§ **WORK TO COMPLETE**
An exact transcription of every record is needed, leaving out the pictures.

[Stored items]

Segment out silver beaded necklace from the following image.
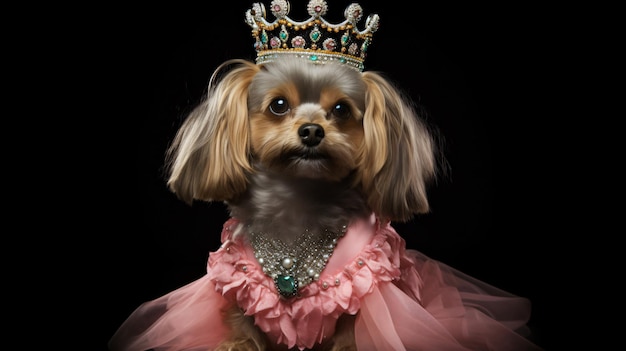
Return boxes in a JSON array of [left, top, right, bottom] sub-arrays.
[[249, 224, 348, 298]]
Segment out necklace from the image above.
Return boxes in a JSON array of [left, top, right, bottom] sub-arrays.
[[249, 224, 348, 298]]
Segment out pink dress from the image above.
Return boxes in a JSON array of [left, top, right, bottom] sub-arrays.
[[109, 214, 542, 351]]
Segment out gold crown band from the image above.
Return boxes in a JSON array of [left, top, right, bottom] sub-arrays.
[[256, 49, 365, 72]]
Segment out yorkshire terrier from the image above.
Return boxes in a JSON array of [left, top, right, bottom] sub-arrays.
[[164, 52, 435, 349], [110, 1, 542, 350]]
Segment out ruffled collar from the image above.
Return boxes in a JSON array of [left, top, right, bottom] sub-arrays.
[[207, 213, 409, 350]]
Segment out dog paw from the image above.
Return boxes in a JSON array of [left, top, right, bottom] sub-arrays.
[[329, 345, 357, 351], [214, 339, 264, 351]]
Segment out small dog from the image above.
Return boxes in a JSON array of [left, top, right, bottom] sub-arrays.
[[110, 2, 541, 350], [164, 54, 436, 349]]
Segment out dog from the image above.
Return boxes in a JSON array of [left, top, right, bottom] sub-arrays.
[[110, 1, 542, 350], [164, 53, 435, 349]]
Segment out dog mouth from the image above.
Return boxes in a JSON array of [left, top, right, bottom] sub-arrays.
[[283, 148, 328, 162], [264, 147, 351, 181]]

§ **WRITTEN SOLUTION**
Segment out silver beaded necklace from the following image.
Return boxes in a JSON array of [left, top, right, bottom] sub-arrays.
[[249, 224, 348, 298]]
Segment out necklace from the image above.
Return boxes in a JSON array of [left, top, right, bottom] sub-arrays.
[[249, 224, 348, 298]]
Segment out pink dress from the image above.
Return boxes in a JSON array of [left, top, right, bottom] sub-arrays.
[[109, 214, 542, 351]]
Segment out gold crown band from the image above.
Return boxes in a JSON array of [left, top, right, bottom] sub-arrays.
[[256, 49, 365, 72]]
Segment out yorkshire terrier from the image above.
Return boxes in a JSON array of [left, top, right, bottom] sub-arrays.
[[164, 52, 435, 349], [110, 1, 542, 350]]
Segment out ruffled collar from the image above.
Return boxes in a JSON array of [left, top, right, bottom] sub-arrays.
[[207, 213, 409, 350]]
Segment out dog paw from the image above.
Return boxes in a JSON array of [left, top, right, bottom] sub-arrays.
[[329, 345, 357, 351], [214, 339, 264, 351]]
Segment out small dog from the image above.
Return boxes in a JSON array of [left, top, right, bottom] sub-arrays.
[[110, 2, 541, 350], [164, 54, 436, 349]]
Segment out dog from the image above.
Return boxes in a JSON array of [left, top, right, bottom] sub-arrays.
[[110, 1, 542, 350], [164, 53, 435, 349]]
Segment out dog mouth from the image above.
Return boxes in a JSON array of [left, top, right, bottom] sub-arrays.
[[283, 148, 328, 162], [264, 147, 351, 181]]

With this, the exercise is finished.